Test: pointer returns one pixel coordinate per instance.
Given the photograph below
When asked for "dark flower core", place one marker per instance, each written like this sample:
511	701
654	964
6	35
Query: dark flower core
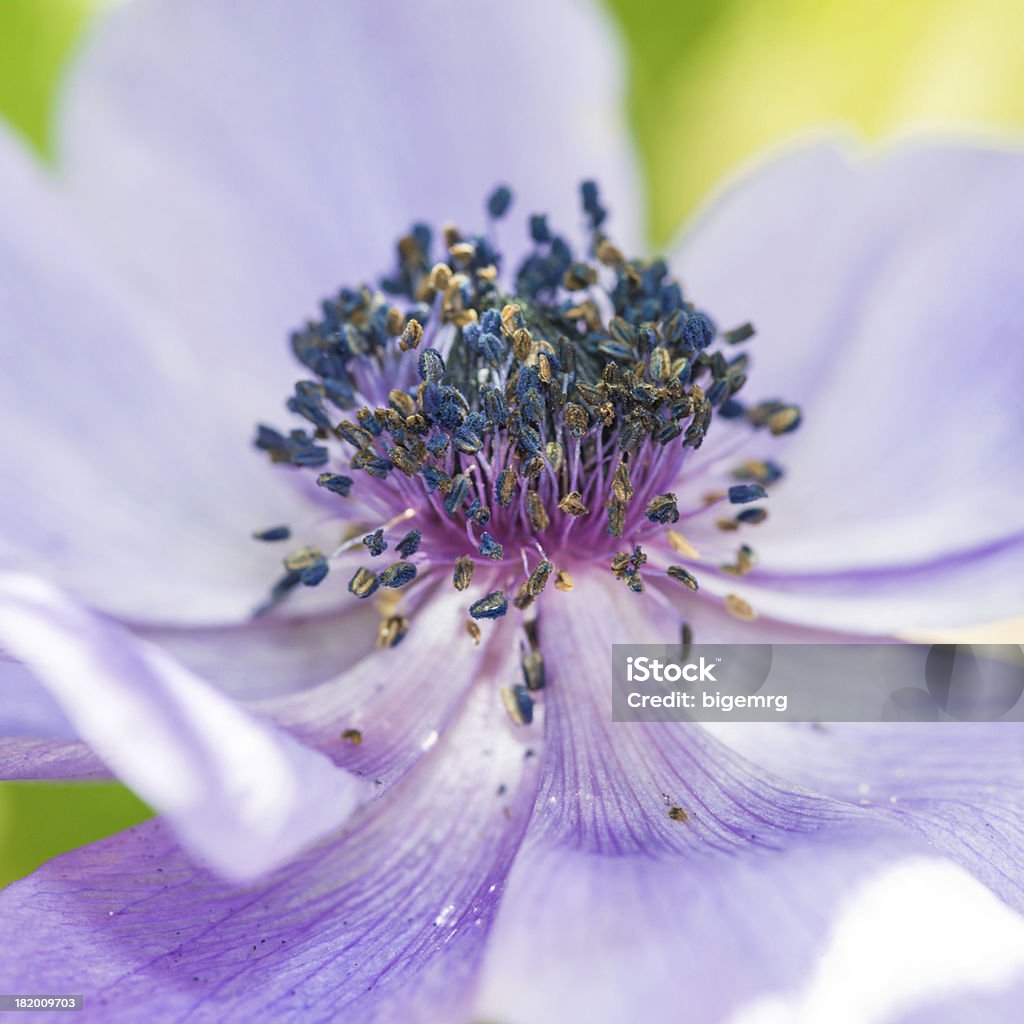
510	426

------------------------------------------------------------------------

§ **SET PROBLEM**
Output the lines above verbatim, reproducing every character and line break, but omit the picture from your answer.

§ **THE COMPLETED TASK**
Test: pointer returns one pixel coordinate per instance.
Given the photograph below
When asked for "dark flower core", place one marker per instance, each written like this sample:
511	701
654	964
6	35
Query: dark flower core
510	426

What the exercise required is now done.